* Start SELECTED PASSAGE *
Studio album by Keaton Henson
- Released: 16 June 2014
- Recorded: 2014
- Genre: Classical, ambient
- Label: Oak Ten

Keaton Henson chronology
| Birthdays (2013) | Romantic Works (2014) |  |

= Romantic Works =

Romantic Works is the third studio album by English musician Keaton Henson, released on 16 June 2014. The album features cellist Ren Ford on the majority of songs.

==Music==
The album is entirely instrumental, and it features cellist Ren Ford on every song except for "Preface", "Petrichor" and "Nearly Curtains". Keaton Henson described the album's music as "bedroom classical", as it was recorded in his bedroom. The album was inspired by Arvo Pärt, Philip Glass, Henryk Górecki, Edward Elgar, Ralph Vaughan Williams and Saint-Saëns.

He said about how the songs are instrumental that "the pieces on it are the in-between moments when I found it all too much to write a clever rhyme." He also said "as someone who writes songs about my own experience, as honestly as I can, I find myself looking for new emotional wells to draw from all the time. But over the years I have found there are certain subjects I have been unable to mine." The second song on the album is "Elevator Song", which he said "wrote while daydreaming and thinking about a breakdown I had in an elevator in Glasgow."
* End SELECTED PASSAGE *
* Start AVAILABLE DATA *
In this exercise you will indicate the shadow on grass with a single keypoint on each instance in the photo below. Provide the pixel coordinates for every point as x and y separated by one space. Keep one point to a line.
* End AVAILABLE DATA *
**EXERCISE INSTRUCTIONS**
Carry on the article on the album Romantic Works, starting after its final sentence. The material is separate from the article on the album Romantic Works.

**TASK ANSWER**
==Release==
On 16 June 2014 the album was released without any prior announcement or promotion and streamed on The Guardians website. It was released as a digital download and on CD.
A deluxe vinyl edition was later issued via The Vinyl Factory, initially in a run of six limited editions, each of 100 copies. These quickly sold out and were followed by a further run of 1000. Those copies sold out quickly as well and were followed by another printing. A non-album song called "Sand" was also made as a free download not long afterwards through his online store. The first video, for "Earnestly Yours", was released on 4 July 2014, premiering on Clash. On 2 September 2014, he released a video for "Healah Dancing".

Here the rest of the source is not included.